This past Saturday my husband and I participated in a Walk to Defeat ALS at a local park here in Central Florida. The weather was perfect and more than 400 people came together to raise money and awareness for this horrid neuro-muscular disease that continues unabated. No treatment or cure. But it does have a nickname: Lou Gehrig's Disease.
A rainbow of t-shirts glowed in the Florida sun and shouted their message to anyone who looked. Most had a prominent photo of a loved one who had died from ALS or was dying. There is no recovery from this disease. Usually people die within six years of diagnosis.
I walked and pushed Derrol in his wheelchair around the track. He and I feel lucky. He is my poster-child for ALS and he is alive and kicking and fighting for a cure or at least a treatment. Heck, we'd settle for just understanding what causes the disease. So far his face does not reside on any t-shirts.
We saw much love expressed in the t-shirts worn that day by adults, children, even dogs. Messages such as Kevin's Warriors, Adele's Allies, Walter's Warriors, and the poignant "We Walk for Mike."

_ _ _ _ _

**Assigned task 1**: According to the ALS walk text, how many people came together for the walk?
**Assigned task 2**: Please edit the ALS walk text, beginning at the words "A rainbow of" and stopping after "years of diagnosis.", and replace "photo" with "picture".
**Assigned task 3**: List the t-shirt messages that the ALS walk text quotes.

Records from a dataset
_ _ _ _ _

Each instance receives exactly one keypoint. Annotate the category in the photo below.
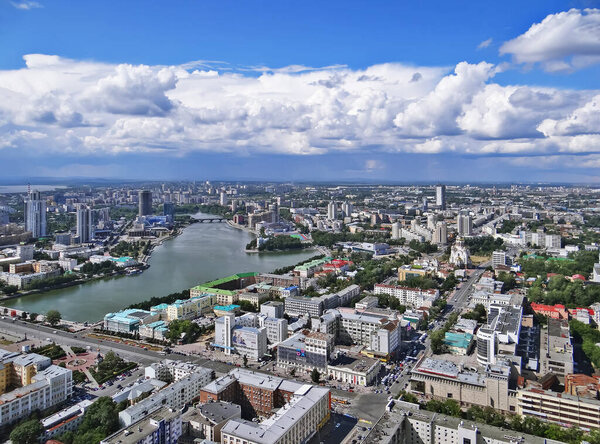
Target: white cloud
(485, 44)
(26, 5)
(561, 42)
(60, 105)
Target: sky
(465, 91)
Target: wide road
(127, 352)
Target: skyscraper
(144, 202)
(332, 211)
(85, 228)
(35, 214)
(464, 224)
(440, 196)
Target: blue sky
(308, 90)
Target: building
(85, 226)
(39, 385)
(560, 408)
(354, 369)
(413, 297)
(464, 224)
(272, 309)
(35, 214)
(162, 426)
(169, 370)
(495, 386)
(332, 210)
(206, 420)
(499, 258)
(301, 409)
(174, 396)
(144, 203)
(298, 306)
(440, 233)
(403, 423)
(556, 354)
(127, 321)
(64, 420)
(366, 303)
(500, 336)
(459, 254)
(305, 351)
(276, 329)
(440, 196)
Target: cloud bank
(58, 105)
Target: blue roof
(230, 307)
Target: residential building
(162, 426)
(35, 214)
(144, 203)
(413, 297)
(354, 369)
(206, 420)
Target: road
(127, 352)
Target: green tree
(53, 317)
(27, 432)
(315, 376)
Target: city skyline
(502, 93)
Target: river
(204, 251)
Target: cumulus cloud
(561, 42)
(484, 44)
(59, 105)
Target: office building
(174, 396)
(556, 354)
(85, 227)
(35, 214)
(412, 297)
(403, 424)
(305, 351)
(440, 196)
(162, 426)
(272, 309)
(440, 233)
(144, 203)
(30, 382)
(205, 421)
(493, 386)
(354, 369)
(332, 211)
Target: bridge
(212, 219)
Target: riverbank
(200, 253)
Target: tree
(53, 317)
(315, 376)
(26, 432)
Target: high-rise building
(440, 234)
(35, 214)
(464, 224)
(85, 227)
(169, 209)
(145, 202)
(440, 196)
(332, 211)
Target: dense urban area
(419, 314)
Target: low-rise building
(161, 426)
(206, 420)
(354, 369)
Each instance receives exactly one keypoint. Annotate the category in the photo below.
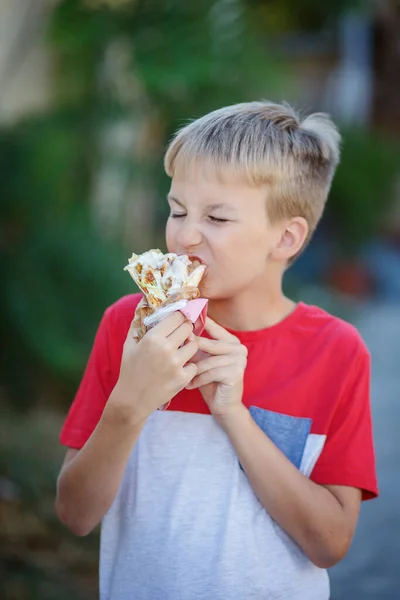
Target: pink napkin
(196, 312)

_ _ _ _ _

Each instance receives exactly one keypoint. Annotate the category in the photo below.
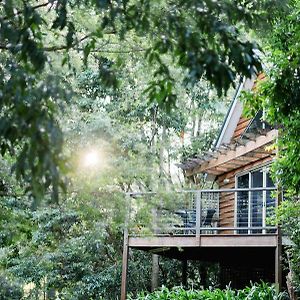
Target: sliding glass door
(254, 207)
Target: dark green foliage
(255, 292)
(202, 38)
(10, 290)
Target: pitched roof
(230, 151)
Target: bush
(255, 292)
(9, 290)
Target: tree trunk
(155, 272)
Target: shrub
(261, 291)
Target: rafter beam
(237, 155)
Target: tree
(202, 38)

_ _ _ _ _

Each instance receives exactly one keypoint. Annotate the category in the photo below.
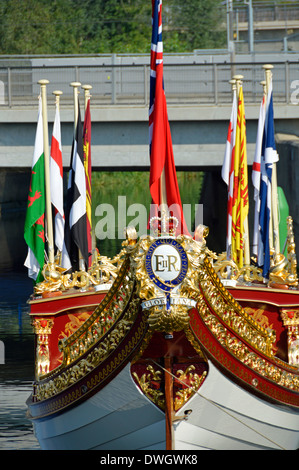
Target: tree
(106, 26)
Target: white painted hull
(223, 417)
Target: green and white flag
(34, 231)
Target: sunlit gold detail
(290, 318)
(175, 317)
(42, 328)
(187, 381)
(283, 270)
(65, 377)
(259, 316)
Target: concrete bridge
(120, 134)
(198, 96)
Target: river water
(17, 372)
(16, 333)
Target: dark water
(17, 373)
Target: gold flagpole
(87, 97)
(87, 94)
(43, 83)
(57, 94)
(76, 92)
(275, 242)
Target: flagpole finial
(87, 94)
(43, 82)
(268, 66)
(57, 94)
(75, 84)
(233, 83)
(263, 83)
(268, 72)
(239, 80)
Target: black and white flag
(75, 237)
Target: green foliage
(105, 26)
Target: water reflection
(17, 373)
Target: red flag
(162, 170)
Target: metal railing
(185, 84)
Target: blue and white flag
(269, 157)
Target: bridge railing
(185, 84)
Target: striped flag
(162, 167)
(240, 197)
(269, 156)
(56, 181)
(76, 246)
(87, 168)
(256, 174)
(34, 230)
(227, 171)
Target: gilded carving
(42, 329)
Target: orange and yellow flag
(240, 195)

_ _ _ _ _

**Written solution 1**: More than 400 people.

**Written solution 2**:
A rainbow of t-shirts glowed in the Florida sun and shouted their message to anyone who looked. Most had a prominent picture of a loved one who had died from ALS or was dying. There is no recovery from this disease. Usually people die within six years of diagnosis.

**Written solution 3**: Kevin's Warriors, Adele's Allies, Walter's Warriors, "We Walk for Mike."